QUESTÕES PROPOSTAS
1. Na notícia sobre a reativação do vírus da zika, reescreva tudo desde "Pesquisa inédita mostra" até "ambas da UFRJ.", substituindo "camundongos" por "roedores".
2. Liste todas as pessoas citadas pelo nome na notícia sobre a reativação do vírus da zika.
3. Prossiga a notícia sobre a reativação do vírus da zika a partir do ponto em que o texto termina.

TEXTO EM ESTUDO

_ _ _ _ _

Estudo da UFRJ revela reativação do vírus da zika e efeitos neurológicos

© Julia Koblitz/ Unsplash

 

Pesquisa inédita mostra que vírus pode se replicar novamente no cérebro, causando novos sintomas como crises convulsivas

 

 

Um grupo de pesquisadores da Universidade Federal do Rio de Janeiro (UFRJ) investigou a reação tardia do vírus da zika e como isso pode levar a novos episódios de sintomas neurológicos da doença, como crises convulsivas. Os resultados do estudo inédito estão em um artigo científico publicado nesta semana no periódico iScience, do grupo Cell Press.

O estudo foi realizado durante quatro anos com cerca de 200 camundongos que se recuperaram da infecção pelo vírus zika. A pesquisa foi liderada pelas cientistas Julia Clarke, do Instituto de Ciências Biomédicas, e Claudia Figueiredo, da Faculdade de Farmácia, ambas da UFRJ.

_ _ _ _ _

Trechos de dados

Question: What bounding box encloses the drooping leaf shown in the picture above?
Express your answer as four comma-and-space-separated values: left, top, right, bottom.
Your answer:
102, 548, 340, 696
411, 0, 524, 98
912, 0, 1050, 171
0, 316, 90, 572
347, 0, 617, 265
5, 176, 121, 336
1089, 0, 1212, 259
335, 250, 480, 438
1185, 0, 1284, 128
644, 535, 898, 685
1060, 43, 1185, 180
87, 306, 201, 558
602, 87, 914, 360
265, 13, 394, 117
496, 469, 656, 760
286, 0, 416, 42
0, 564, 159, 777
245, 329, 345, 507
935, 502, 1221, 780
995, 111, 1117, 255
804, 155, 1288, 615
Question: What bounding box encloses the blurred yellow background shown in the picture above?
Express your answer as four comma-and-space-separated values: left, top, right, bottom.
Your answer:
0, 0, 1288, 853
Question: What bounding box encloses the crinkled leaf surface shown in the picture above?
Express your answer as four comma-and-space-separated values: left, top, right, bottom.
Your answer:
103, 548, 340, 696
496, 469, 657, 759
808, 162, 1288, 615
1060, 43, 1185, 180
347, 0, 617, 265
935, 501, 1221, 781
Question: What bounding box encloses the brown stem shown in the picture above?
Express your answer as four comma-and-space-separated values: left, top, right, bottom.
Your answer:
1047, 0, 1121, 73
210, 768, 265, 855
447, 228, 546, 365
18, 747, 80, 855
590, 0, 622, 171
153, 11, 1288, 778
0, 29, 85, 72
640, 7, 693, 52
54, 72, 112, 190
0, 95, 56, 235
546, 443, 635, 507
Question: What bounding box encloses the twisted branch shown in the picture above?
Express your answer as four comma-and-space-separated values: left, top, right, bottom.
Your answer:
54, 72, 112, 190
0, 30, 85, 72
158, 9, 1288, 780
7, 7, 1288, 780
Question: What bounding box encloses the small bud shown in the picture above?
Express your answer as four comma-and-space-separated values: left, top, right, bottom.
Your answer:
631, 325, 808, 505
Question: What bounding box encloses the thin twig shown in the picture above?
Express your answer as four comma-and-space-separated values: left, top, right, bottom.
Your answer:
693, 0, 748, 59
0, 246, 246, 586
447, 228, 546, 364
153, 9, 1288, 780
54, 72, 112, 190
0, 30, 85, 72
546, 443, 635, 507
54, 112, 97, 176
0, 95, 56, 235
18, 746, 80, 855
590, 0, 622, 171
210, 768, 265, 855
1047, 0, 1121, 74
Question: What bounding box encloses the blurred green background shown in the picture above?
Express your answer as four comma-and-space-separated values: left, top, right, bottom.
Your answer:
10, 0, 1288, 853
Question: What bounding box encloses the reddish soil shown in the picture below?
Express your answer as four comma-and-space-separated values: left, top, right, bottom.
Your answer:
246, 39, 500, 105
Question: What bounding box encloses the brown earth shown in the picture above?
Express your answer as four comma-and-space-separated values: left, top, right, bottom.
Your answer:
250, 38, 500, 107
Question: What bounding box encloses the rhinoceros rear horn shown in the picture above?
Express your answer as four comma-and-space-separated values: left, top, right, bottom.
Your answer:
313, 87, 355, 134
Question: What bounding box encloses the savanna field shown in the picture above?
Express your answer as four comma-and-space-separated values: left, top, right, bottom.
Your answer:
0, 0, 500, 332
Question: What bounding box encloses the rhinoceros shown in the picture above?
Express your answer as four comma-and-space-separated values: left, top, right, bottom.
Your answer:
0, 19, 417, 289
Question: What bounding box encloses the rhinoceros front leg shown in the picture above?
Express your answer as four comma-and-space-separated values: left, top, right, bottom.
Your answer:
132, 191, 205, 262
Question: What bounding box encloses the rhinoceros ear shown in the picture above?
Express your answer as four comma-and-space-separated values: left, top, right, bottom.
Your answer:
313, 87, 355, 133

_ _ _ _ _

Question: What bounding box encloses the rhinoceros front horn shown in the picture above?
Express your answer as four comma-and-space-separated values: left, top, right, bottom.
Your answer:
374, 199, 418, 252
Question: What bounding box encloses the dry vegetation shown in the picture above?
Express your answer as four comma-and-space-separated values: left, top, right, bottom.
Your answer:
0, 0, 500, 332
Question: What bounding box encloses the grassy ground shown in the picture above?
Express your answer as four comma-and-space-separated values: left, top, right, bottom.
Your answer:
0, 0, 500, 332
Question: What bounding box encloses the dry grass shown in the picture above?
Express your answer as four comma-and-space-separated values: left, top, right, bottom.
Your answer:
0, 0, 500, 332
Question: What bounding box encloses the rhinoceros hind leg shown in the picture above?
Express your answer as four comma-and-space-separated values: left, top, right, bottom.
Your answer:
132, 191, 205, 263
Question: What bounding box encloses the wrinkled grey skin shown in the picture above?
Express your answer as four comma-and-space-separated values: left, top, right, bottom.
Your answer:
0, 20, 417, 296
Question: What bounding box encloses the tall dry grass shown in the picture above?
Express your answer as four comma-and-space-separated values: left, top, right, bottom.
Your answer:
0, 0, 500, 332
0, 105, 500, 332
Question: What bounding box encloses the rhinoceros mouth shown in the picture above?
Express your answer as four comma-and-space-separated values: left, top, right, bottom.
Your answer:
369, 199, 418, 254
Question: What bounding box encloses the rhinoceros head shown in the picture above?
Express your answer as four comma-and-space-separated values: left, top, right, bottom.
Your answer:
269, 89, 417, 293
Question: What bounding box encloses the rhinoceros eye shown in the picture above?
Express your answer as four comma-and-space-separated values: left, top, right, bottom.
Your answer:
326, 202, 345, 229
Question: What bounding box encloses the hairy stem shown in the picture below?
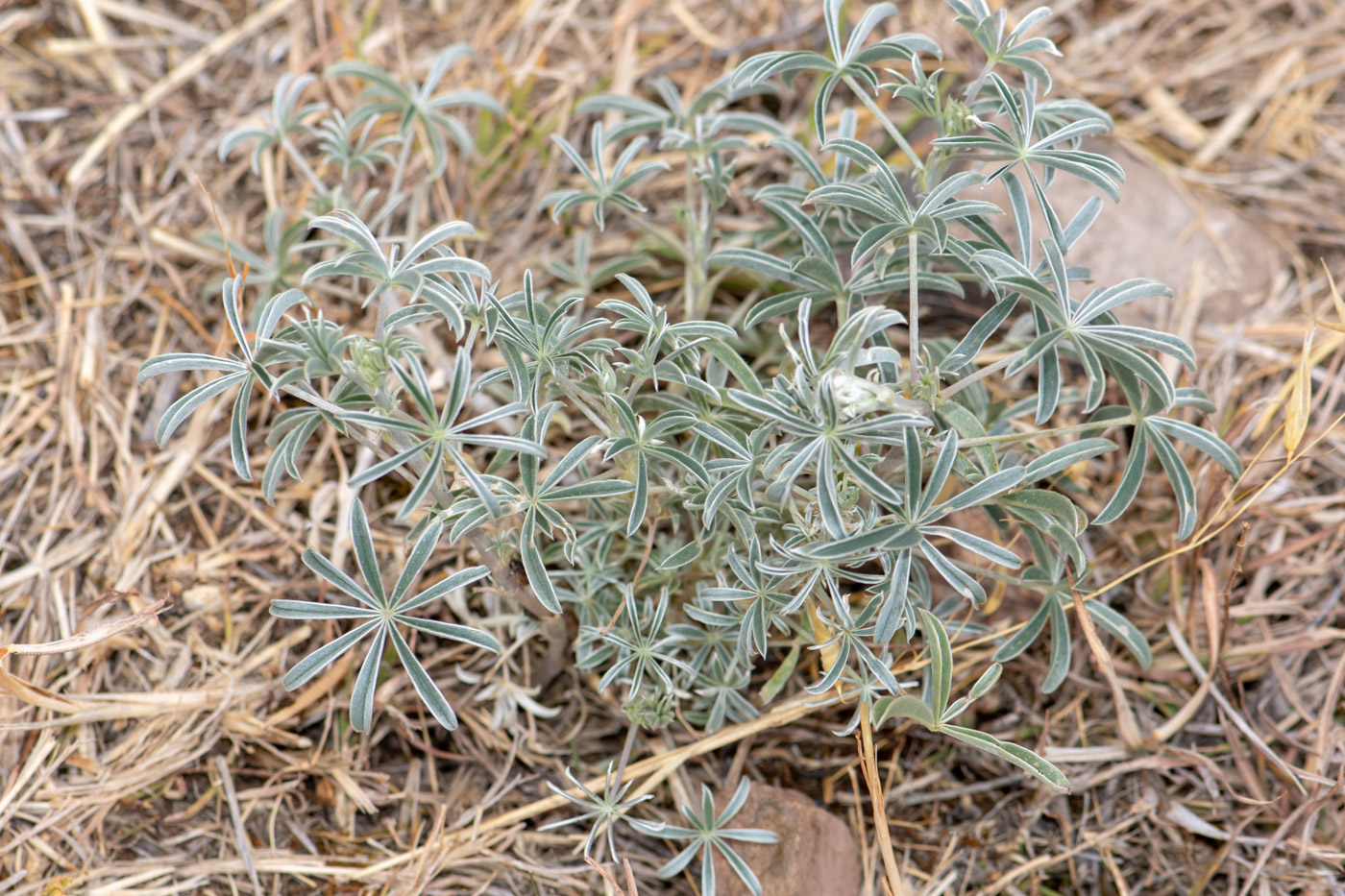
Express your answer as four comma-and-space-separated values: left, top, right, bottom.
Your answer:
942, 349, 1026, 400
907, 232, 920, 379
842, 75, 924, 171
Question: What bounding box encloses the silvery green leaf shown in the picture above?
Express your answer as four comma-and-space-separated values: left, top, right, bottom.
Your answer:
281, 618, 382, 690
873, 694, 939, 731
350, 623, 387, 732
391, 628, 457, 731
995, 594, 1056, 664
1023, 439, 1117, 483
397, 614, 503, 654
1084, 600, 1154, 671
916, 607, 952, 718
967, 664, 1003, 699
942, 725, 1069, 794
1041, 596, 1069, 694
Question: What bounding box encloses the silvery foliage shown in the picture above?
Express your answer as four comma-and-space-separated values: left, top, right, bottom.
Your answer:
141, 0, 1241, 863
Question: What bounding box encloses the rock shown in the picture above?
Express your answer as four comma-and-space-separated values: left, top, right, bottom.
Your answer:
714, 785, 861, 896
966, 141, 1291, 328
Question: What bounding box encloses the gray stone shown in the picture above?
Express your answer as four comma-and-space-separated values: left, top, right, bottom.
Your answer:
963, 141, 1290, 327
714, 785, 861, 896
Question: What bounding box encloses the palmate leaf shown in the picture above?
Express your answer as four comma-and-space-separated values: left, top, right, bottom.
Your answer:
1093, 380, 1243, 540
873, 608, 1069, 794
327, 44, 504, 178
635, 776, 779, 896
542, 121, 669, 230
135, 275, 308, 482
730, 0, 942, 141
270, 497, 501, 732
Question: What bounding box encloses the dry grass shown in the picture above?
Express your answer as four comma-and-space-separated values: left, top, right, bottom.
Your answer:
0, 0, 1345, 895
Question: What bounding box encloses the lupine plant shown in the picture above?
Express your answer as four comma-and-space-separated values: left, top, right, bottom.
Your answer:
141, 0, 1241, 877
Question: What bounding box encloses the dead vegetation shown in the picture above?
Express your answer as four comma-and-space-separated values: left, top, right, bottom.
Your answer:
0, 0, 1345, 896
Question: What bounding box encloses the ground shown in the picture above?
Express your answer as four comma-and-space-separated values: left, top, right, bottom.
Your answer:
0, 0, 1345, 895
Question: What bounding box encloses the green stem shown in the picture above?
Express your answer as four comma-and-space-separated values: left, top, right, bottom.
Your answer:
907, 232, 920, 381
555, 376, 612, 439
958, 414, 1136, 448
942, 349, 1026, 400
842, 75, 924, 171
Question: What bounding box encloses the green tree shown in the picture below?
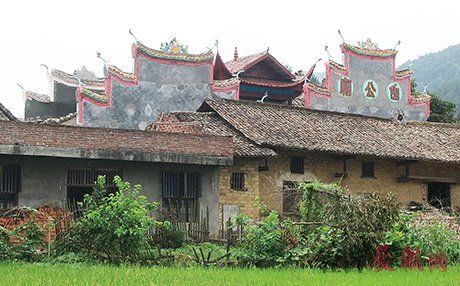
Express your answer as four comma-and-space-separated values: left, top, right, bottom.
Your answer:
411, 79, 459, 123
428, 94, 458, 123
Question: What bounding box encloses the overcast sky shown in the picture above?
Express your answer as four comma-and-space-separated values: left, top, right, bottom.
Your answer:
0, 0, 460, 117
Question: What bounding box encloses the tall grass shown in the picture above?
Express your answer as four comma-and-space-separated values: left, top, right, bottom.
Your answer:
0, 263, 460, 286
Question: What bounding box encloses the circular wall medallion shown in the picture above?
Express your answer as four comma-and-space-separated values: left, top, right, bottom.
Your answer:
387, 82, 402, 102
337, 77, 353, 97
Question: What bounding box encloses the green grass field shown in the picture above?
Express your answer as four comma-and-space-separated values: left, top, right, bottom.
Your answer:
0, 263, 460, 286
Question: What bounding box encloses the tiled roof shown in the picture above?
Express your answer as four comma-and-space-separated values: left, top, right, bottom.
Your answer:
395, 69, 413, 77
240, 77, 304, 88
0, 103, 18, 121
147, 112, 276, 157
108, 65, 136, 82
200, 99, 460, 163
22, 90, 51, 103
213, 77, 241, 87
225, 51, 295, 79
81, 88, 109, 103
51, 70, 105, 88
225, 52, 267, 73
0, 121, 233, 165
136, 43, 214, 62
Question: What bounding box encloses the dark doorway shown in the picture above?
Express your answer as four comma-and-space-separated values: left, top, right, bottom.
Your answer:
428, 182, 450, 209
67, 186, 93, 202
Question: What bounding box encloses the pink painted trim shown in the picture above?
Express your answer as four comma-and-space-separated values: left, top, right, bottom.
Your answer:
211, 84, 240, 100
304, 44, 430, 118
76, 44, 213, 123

_ _ _ _ _

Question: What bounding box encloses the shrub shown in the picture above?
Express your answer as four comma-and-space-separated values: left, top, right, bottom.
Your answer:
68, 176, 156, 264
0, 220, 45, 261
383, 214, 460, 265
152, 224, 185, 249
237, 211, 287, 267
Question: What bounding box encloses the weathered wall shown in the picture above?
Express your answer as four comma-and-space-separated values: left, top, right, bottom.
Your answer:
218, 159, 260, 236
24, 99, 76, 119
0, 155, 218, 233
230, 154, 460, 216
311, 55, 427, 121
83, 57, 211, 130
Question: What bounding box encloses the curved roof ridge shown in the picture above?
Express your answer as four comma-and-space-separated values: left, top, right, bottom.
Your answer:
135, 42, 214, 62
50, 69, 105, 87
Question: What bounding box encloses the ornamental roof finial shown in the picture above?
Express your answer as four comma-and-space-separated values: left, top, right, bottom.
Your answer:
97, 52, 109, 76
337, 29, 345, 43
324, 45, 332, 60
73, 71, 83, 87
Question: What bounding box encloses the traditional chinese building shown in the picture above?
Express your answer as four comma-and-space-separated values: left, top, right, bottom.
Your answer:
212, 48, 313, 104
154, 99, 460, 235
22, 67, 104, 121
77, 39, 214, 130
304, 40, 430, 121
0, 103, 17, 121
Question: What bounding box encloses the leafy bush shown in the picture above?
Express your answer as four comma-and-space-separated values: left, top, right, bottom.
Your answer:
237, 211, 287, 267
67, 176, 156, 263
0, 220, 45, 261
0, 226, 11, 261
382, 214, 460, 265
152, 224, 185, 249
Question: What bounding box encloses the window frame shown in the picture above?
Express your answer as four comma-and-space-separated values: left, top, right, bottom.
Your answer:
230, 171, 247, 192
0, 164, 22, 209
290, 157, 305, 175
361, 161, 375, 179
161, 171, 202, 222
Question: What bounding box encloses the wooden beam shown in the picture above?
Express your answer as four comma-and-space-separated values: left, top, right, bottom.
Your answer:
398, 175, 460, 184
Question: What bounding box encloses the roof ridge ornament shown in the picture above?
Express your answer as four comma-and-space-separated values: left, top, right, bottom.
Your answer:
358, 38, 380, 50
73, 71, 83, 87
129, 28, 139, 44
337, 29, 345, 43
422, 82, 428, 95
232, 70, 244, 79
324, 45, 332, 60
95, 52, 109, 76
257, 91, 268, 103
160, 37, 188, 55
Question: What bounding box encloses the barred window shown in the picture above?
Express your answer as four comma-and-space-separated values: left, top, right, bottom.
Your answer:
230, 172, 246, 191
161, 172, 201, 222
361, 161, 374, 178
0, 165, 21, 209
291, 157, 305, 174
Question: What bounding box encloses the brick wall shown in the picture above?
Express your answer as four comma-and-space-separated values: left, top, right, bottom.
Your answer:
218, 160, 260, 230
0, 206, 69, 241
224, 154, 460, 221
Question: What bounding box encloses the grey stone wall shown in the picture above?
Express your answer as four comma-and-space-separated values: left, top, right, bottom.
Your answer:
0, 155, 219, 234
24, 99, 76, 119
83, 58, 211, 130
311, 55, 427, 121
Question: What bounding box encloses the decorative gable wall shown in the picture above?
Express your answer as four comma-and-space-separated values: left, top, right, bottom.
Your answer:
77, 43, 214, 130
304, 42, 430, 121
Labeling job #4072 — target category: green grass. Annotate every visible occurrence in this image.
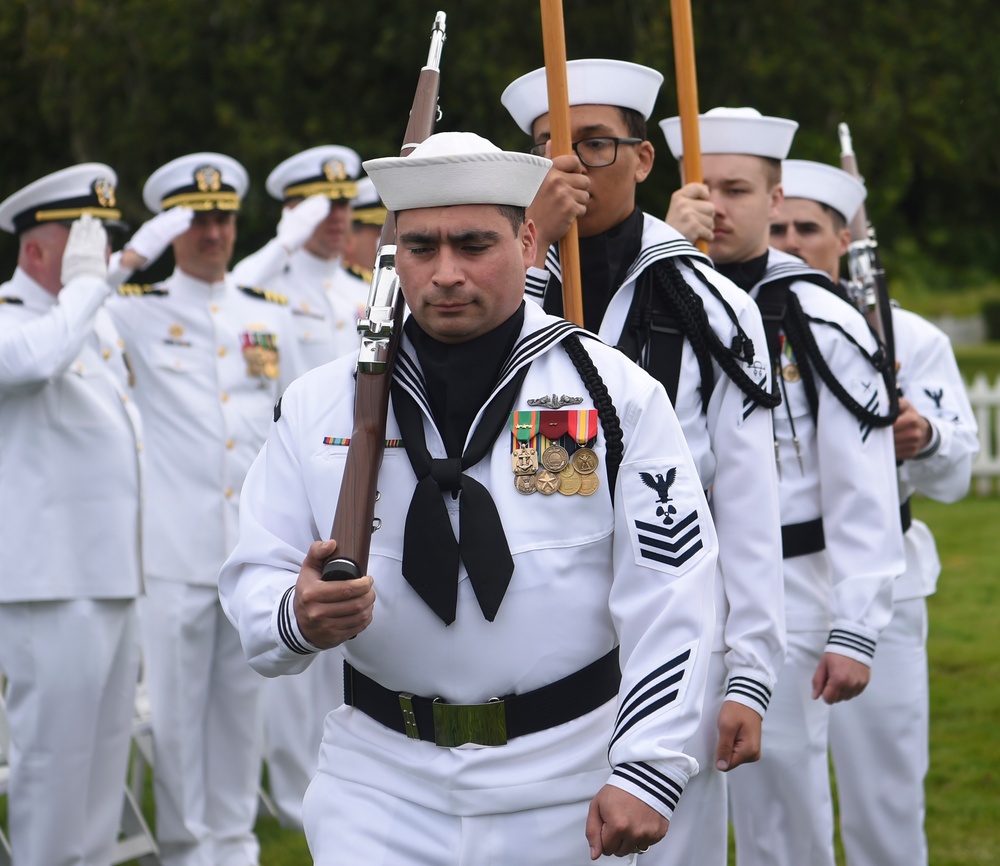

_ _ _ _ _

RESULTADOS
1.
Pesquisa inédita mostra que vírus pode se replicar novamente no cérebro, causando novos sintomas como crises convulsivas

 

 

Um grupo de pesquisadores da Universidade Federal do Rio de Janeiro (UFRJ) investigou a reação tardia do vírus da zika e como isso pode levar a novos episódios de sintomas neurológicos da doença, como crises convulsivas. Os resultados do estudo inédito estão em um artigo científico publicado nesta semana no periódico iScience, do grupo Cell Press.

O estudo foi realizado durante quatro anos com cerca de 200 roedores que se recuperaram da infecção pelo vírus zika. A pesquisa foi liderada pelas cientistas Julia Clarke, do Instituto de Ciências Biomédicas, e Claudia Figueiredo, da Faculdade de Farmácia, ambas da UFRJ.

2. Julia Koblitz, Julia Clarke, Claudia Figueiredo

3.
Os resultados apontam que em situações de queda na imunidade, como estresse, tratamento com medicamentos imunossupressores ou durante infecções por outros vírus, o zika pode voltar a se replicar no cérebro e em outros locais onde antes não era encontrado, como nos testículos. “Alguns vírus podem ‘adormecer’ em determinados tecidos do corpo e depois ‘acordar’ para se replicar novamente, produzindo novas partículas infecciosas. Isso pode levar a novos episódios de sintomas, como acontece classicamente com os vírus simples da herpes e da varicela-zoster,” explicou Julia Clarke.

Segundo a pesquisadora, essa nova replicação está associada à produção de espécies secundárias de RNA viral, que são resistentes à degradação e se acumulam nos tecidos. “Observamos que, ao voltar a replicar no cérebro, o vírus gera substâncias intermediárias de RNA e vemos um aumento na predisposição desses animais a apresentarem convulsões, que é um dos sintomas da fase aguda,” acrescentou.

Em modelos animais, o grupo da UFRJ e outros aplicaram testes de PCR, microscopia confocal, imunohistoquímica e análises comportamentais, mostrando que o vírus da zika pode permanecer no corpo por longos períodos após a fase aguda da infecção. Em humanos, o material genético do vírus da zika já foi encontrado em locais como placenta, sêmen e cérebro, mesmo muitos meses após o desaparecimento dos sintomas.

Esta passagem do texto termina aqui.